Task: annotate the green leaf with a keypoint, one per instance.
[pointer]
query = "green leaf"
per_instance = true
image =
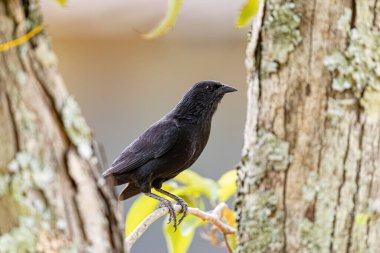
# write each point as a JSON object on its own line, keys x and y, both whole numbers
{"x": 248, "y": 10}
{"x": 180, "y": 241}
{"x": 61, "y": 2}
{"x": 362, "y": 219}
{"x": 174, "y": 6}
{"x": 140, "y": 209}
{"x": 227, "y": 185}
{"x": 196, "y": 185}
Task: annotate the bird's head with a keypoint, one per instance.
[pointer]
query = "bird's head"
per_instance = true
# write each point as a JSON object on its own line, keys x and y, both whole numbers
{"x": 202, "y": 99}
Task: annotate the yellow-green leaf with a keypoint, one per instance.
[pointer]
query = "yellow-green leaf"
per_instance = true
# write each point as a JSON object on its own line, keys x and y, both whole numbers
{"x": 174, "y": 6}
{"x": 180, "y": 240}
{"x": 229, "y": 216}
{"x": 248, "y": 10}
{"x": 61, "y": 2}
{"x": 231, "y": 240}
{"x": 227, "y": 185}
{"x": 140, "y": 209}
{"x": 361, "y": 218}
{"x": 195, "y": 184}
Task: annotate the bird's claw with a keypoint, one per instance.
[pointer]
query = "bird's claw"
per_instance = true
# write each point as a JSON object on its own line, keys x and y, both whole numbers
{"x": 183, "y": 210}
{"x": 172, "y": 214}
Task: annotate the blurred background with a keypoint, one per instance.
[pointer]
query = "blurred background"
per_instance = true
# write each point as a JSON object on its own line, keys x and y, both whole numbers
{"x": 124, "y": 83}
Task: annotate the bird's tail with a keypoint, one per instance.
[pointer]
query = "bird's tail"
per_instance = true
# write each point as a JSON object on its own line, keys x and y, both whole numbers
{"x": 129, "y": 191}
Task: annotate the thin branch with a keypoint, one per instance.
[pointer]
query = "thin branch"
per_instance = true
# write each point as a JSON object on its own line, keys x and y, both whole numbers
{"x": 213, "y": 217}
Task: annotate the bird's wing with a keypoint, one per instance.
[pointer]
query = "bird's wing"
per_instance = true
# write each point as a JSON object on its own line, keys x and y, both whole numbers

# # # # #

> [Written instruction] Format the lines from the one containing "Task: annotate the bird's wing" through the end of the rows above as a JSON list of strings, one string per line, with blank lines omitted.

> [Result of this task]
[
  "Task: annotate the bird's wing with a keypoint, one per instance.",
  "[pointer]",
  "query = \"bird's wing\"",
  "per_instance = true",
  "# write each point as a JSON object on its own line, keys x and y, both whole numbers"
]